**Your instructions:**
Report only how many lines in the items below contain the string "boat".

**Data records:**
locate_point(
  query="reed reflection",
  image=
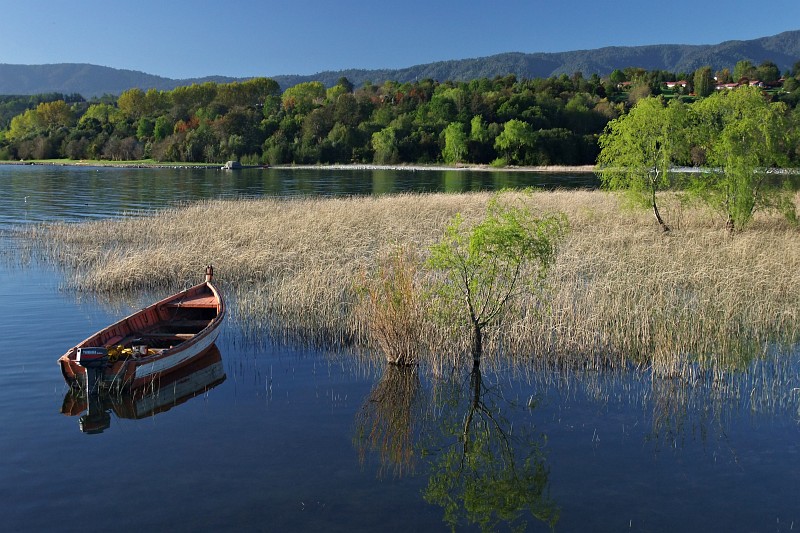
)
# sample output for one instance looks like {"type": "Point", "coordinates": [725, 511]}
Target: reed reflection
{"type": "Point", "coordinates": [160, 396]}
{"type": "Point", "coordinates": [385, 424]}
...
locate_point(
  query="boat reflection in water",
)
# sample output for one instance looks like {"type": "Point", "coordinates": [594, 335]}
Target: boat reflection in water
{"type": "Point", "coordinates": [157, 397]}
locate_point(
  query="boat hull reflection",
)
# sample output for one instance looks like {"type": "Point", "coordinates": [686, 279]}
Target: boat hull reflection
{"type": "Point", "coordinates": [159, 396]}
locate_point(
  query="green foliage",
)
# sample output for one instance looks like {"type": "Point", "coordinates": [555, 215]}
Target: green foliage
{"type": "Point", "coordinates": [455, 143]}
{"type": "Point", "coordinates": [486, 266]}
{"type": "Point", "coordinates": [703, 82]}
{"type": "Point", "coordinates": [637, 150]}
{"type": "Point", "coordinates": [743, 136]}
* * *
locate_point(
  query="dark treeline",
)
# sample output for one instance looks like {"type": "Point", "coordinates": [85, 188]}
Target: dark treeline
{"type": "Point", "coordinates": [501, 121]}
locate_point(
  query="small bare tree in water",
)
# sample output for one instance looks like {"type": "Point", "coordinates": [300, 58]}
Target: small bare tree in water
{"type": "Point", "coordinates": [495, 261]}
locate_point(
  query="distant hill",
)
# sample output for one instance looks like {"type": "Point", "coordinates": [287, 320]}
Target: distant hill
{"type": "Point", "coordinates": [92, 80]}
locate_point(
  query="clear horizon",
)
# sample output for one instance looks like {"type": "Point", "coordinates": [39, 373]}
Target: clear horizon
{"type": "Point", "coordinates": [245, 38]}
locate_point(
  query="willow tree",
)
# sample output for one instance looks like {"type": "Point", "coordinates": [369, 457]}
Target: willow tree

**Solution to the problem:**
4